ENSEMBLE DE TÂCHES:
1. D'après l'extrait, quels sont les deux pays qui pourraient soutenir la comparaison avec la France entre le XVIIème et le XIXème siècle ?
2. Recopiez le passage de l'extrait situé entre « C’est presque une » et « composent cette évidence. », ces deux bornes comprises.

EXTRAIT FOURNI:

* * * *

Par Hadrien Gournay.

C’est presque une évidence pour les Français de lier l’identité de leur pays à sa haute culture et à son modèle social et d’opposer tout cela au « modèle anglo-saxon », à son « ultralibéralisme » et à son inculture crasse. Il est donc dans la logique des choses de voir les Français désireux de séparer la culture et le marché pour la confier aux bons soins de l’État.

Pourtant, comme souvent, peu d’éléments résistent à l’examen parmi ceux qui composent cette évidence.

La France est un pays d’une haute culture. Le fait est indéniable à moins de nier par principe qu’une culture puisse être supérieure à une autre. Même si l’on souhaite éviter de parler de supériorité, certaines cultures sont plus riches en connaissances et plus propices aux découvertes. Entre le XVIIème siècle et le XIXème siècle, la France a produit un nombre de scientifiques, de penseurs, d’écrivains, de musiciens et de peintres qui la situent globalement dans les premiers rangs mondiaux. Sur cette époque, deux pays dans le monde pourraient soutenir la comparaison : la Grande-Bretagne et l’Allemagne. Le mérite de ces pays pendant cette période et, un peu plus largement de l’Europe occidentale est double. Leur culture a été tout d’abord bien plus développée que ne l’était le monde dans le même temps mais de cela bien d’autres civilisations ont pu à un moment donné de l’histoire s’en prévaloir, de l’Égypte antique à la Chine. Ce qui, en revanche, singularise les progrès alors accomplis par l’Europe est qu’ils seront à la source des connaissances ultérieures de l’humanité, circonstance qui selon toute vraisemblance ne devrait plus se reproduire à l’avenir. Dans le passé, la Grèce antique ou l’Italie renaissante pourraient se vanter d’avoir eu une telle influence.

* * * *

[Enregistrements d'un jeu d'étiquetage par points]
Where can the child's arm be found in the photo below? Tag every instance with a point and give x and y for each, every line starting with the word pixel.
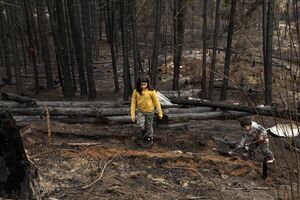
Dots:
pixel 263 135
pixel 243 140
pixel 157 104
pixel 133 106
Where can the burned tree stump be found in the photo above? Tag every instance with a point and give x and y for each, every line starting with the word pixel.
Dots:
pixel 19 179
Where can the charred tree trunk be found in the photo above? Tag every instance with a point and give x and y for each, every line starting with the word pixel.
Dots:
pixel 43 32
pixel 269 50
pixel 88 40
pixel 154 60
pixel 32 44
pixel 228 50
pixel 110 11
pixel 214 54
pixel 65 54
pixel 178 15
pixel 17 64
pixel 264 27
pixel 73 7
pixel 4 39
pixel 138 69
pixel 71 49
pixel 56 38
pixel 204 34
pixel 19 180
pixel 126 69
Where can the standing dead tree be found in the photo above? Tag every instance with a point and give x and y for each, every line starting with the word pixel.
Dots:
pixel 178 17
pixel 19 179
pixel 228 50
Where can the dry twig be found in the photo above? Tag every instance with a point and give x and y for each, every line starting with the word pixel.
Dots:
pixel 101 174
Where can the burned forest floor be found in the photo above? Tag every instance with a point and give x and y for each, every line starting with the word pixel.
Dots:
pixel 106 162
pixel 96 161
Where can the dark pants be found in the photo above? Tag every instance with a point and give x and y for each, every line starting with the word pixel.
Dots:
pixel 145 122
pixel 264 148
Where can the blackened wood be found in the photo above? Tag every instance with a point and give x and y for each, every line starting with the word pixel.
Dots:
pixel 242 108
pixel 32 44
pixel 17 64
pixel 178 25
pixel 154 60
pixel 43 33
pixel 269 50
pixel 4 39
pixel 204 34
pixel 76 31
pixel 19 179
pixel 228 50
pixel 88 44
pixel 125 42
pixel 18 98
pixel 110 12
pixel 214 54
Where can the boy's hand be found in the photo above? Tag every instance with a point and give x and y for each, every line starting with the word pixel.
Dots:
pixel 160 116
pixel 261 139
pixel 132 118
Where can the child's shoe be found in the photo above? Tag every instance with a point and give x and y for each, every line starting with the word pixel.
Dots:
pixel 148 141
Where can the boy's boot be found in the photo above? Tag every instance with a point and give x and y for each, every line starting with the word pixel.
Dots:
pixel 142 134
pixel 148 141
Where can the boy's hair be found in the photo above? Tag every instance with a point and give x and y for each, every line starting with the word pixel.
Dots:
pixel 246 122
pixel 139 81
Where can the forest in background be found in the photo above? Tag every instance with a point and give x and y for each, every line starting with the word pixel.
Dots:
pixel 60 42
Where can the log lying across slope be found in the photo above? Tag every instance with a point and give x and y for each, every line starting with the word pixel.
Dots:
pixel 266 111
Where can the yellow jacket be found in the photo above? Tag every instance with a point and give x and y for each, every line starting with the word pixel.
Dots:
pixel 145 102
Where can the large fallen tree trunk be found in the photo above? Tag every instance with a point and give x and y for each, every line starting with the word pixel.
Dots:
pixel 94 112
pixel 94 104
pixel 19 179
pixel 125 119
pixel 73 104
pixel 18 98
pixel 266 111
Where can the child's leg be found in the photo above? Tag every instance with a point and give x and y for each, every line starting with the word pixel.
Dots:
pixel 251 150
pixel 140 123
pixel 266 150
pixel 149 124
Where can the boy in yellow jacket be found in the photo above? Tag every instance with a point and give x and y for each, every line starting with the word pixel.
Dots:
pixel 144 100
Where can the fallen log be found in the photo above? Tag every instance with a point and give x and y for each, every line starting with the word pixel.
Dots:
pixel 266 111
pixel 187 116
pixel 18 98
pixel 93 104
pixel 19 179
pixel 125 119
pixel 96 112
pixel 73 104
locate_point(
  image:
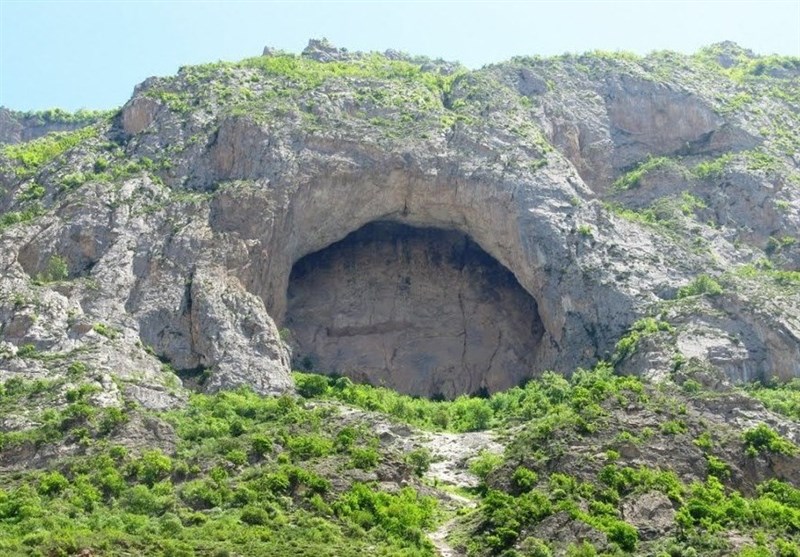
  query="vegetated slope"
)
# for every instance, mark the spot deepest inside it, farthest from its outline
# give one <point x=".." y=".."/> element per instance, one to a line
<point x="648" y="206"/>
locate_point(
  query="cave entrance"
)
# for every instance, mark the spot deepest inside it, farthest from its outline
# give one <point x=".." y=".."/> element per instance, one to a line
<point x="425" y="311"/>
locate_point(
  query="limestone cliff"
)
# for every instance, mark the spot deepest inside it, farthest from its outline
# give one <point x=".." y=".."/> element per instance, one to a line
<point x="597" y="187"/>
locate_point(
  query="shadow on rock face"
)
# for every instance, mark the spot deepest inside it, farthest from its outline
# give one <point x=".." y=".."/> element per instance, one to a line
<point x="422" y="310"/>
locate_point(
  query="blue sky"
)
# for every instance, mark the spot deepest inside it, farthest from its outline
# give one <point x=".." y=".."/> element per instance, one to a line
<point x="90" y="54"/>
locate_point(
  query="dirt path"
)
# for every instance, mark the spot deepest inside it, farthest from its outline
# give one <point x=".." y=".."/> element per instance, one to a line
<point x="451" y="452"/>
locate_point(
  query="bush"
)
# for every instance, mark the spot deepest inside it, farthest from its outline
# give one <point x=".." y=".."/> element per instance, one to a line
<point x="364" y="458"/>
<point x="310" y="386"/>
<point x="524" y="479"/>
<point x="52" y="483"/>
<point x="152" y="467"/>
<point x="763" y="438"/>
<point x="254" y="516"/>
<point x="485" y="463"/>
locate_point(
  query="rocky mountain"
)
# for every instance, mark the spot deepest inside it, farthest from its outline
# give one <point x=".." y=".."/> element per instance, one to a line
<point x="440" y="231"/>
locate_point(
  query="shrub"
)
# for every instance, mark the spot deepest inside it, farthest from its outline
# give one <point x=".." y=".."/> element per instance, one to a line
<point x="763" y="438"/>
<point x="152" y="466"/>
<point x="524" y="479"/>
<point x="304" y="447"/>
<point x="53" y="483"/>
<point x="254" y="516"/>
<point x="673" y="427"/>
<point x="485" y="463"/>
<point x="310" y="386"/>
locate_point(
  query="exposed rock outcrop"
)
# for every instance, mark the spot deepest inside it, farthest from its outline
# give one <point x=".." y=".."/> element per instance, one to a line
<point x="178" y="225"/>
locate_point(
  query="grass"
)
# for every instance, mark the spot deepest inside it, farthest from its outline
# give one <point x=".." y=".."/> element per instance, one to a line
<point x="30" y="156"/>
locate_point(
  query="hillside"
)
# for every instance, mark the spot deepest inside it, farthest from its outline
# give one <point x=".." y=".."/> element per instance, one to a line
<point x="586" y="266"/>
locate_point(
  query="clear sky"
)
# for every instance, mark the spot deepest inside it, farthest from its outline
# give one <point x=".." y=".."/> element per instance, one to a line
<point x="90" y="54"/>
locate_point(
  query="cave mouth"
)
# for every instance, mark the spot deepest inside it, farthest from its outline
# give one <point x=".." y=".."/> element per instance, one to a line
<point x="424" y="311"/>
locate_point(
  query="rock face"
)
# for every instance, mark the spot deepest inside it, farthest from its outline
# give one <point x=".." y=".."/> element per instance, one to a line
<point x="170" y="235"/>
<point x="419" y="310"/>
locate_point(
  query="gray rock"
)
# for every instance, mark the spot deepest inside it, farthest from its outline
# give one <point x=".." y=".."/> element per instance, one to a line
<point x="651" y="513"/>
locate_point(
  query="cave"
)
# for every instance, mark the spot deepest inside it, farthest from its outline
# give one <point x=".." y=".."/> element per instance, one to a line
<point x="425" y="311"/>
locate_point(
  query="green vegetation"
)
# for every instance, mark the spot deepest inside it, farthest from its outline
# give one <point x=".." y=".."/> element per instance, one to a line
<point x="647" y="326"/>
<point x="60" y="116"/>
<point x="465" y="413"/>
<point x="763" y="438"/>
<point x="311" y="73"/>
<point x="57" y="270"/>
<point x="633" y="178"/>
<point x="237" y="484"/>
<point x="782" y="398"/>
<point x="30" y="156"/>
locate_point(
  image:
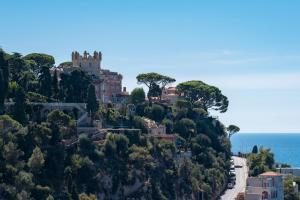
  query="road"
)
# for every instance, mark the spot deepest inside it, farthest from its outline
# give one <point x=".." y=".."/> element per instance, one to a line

* * * *

LISTE DES RÉPONSES:
1. La Grande-Bretagne et l'Allemagne.

2.
C’est presque une évidence pour les Français de lier l’identité de leur pays à sa haute culture et à son modèle social et d’opposer tout cela au « modèle anglo-saxon », à son « ultralibéralisme » et à son inculture crasse. Il est donc dans la logique des choses de voir les Français désireux de séparer la culture et le marché pour la confier aux bons soins de l’État.

Pourtant, comme souvent, peu d’éléments résistent à l’examen parmi ceux qui composent cette évidence.